A block of data:
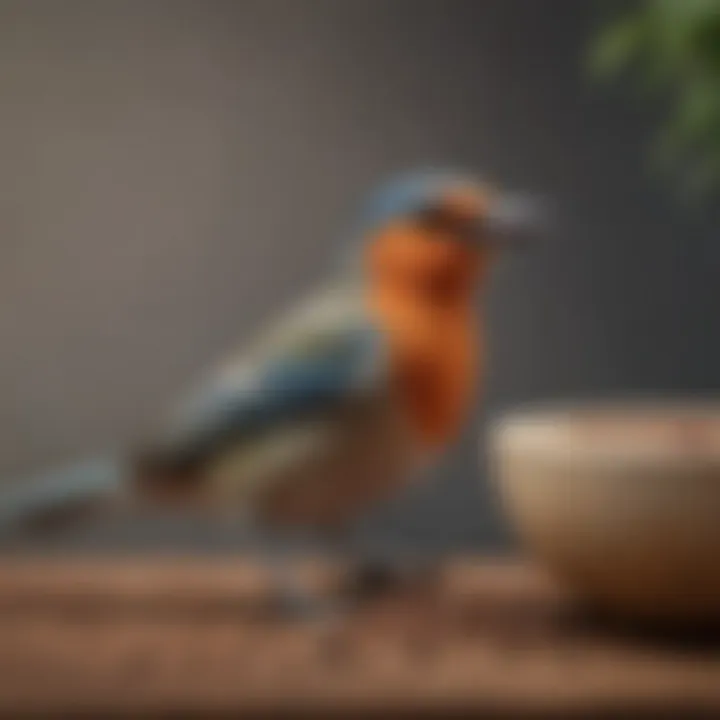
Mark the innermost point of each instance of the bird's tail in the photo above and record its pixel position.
(56, 496)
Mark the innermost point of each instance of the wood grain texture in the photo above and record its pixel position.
(190, 638)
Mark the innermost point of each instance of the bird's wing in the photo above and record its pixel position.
(323, 354)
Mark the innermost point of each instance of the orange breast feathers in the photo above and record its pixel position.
(421, 291)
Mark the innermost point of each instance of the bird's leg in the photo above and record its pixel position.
(374, 574)
(291, 594)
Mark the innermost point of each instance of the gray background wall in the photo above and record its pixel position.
(173, 172)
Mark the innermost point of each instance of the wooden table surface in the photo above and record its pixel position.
(189, 638)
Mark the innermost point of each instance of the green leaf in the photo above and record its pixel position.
(618, 46)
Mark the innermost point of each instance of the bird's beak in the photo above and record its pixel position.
(513, 221)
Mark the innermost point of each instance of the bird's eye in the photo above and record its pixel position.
(440, 219)
(435, 218)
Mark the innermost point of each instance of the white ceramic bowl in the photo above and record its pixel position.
(619, 501)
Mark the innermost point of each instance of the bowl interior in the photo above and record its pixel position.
(675, 429)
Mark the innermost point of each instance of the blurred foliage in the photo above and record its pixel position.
(672, 47)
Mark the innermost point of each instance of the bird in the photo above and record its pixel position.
(334, 406)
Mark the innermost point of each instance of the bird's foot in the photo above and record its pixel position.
(377, 579)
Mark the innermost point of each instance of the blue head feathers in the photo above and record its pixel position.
(411, 193)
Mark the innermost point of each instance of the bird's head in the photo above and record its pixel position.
(436, 233)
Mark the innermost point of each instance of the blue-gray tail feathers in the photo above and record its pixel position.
(58, 493)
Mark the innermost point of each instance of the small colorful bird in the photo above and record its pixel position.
(355, 392)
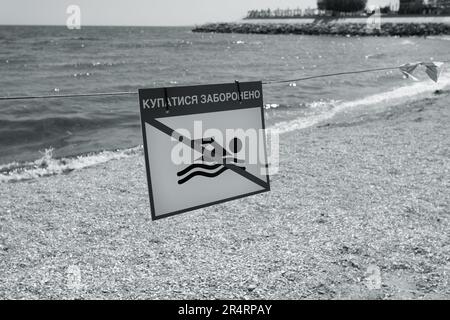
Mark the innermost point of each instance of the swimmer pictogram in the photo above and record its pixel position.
(212, 162)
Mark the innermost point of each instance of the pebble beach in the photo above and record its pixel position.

● **DIRECTION**:
Retype the lines of the items above verbatim, from the line containing "Mark the innermost point of each instance of the bowl" through the last line of the items, leaving out the pictures.

● **ANSWER FOR THIS EXERCISE**:
Mark the innermost point of each instance of the bowl interior in the photo above and record its pixel position.
(675, 429)
Mark the innermost point of each instance of the blurred foliage in the photo above and record its pixel position.
(672, 47)
Mark the innermost point of each instance of the bird in the photo above and record its pixel position.
(334, 406)
Mark the innermost point of each instance of the bird's foot in the photo above and record its pixel position.
(377, 579)
Mark the innermost point of each instance of the blue head feathers in the photo above and record its pixel position.
(411, 193)
Mark the innermost point of each instance of the bird's head in the photo above and record its pixel position.
(436, 233)
Mark the innermost point of each instance of the blue-gray tail feathers in the photo above and record its pixel position.
(58, 493)
Mark the innermost point of each instance of the small colorful bird in the photo above and record its pixel position.
(355, 392)
Mark the innermost point of each instance of the swimmer pictogram in the photo above and record its pixel position.
(212, 162)
Mark the innermost point of each instance of the pebble beach in the photo above and record its pixel position.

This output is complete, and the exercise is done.